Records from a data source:
— Begin —

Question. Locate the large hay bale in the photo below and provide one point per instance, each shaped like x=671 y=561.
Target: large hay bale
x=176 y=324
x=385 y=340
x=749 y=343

— End —

BRIEF :: Reproduce every line of the data above, rescaling only the x and y coordinates in the answers by multiplying them by 1.8 and rounding to whole numbers, with halves rounded up. Keep all other lines and text unchanged.

SOLVED EXERCISE ::
Question. Locate the large hay bale in the photo below and provide one point per instance, each shaped like x=671 y=561.
Target: large hay bale
x=317 y=583
x=693 y=612
x=1348 y=617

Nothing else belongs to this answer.